■ **Fonte**:
____

No Brasil há também versões em português, porém sem a qualidade poética e de prosódia. Vale mesmo é o texto latino.

 

Jesus nasceu

O arranjo para canto coral da música “Jesus nasceu” é fruto do trabalho do Reverendo G. Silveira, que traduziu o texto e versou para o hinário evangélico a melodia composta originalmente por Georg Friedrich Haendel (1685 – 1759), na Inglaterra. Silveira trabalhou no Brasil nas primeiras décadas do século XX.
Composta em 1742, a obra tem o formato de uma canção religiosa a quatro vozes.
Haendel era natural da Alemanha, de família luterana. Lá estudou música. Artista independente, nunca teve emprego, não teve família, nunca esteve a serviço de ninguém. O rei da Inglaterra pagou uma bolsa vitalícia por trinta anos para ele, mas não era seu empregado. Deixou uma coleção de mais de setecentas obras musicais, a mais conhecida, o Messias, oratório de Natal escrito em curto tempo, a única de suas obras que permaneceu até os dias atuais divulgada por todo o mundo.
O compositor viajou bastante pela Europa quando conheceu os mestres da música de seu tempo como Telemann, Buxterhude, Corelli e Scarlatti. Muito de sua obra para coro foi aproveitada para compor os hinários protestantes pelo mundo afora. Obras como “Jesus nasceu” são extraídas de composições maiores, adaptadas para a congregação toda cantar, cada qual a sua voz.
O texto nos diz: “vinde cantai, Jesus nasceu, à Terra a luz desceu! A graça infinda, ao mundo vem, na gruta de Belém.” Esta última parte é valorizada com um bonito diálogo musical entre as vozes brancas e graves do coro.
Este coral barroco se encerra com um curto mas envolvente “Amém”!

____

■ **Linhas de dados**:
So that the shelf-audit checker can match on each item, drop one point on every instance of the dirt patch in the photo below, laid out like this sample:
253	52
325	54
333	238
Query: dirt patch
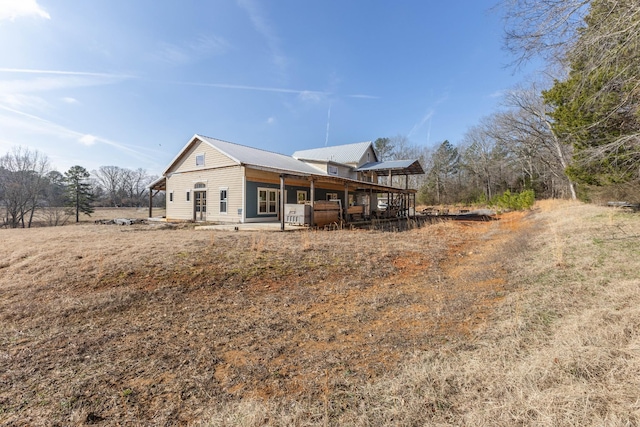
157	325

____

■ **Objetivos**:
• 1. Segundo a fonte, quantas obras musicais Haendel deixou?
• 2. Reproduza da fonte o trecho que começa com as palavras “Haendel era natural” e termina com “qual a sua voz.”.

■ **Soluções das tarefas**:
• 1. Mais de setecentas.

• 2.
Haendel era natural da Alemanha, de família luterana. Lá estudou música. Artista independente, nunca teve emprego, não teve família, nunca esteve a serviço de ninguém. O rei da Inglaterra pagou uma bolsa vitalícia por trinta anos para ele, mas não era seu empregado. Deixou uma coleção de mais de setecentas obras musicais, a mais conhecida, o Messias, oratório de Natal escrito em curto tempo, a única de suas obras que permaneceu até os dias atuais divulgada por todo o mundo.
O compositor viajou bastante pela Europa quando conheceu os mestres da música de seu tempo como Telemann, Buxterhude, Corelli e Scarlatti. Muito de sua obra para coro foi aproveitada para compor os hinários protestantes pelo mundo afora. Obras como “Jesus nasceu” são extraídas de composições maiores, adaptadas para a congregação toda cantar, cada qual a sua voz.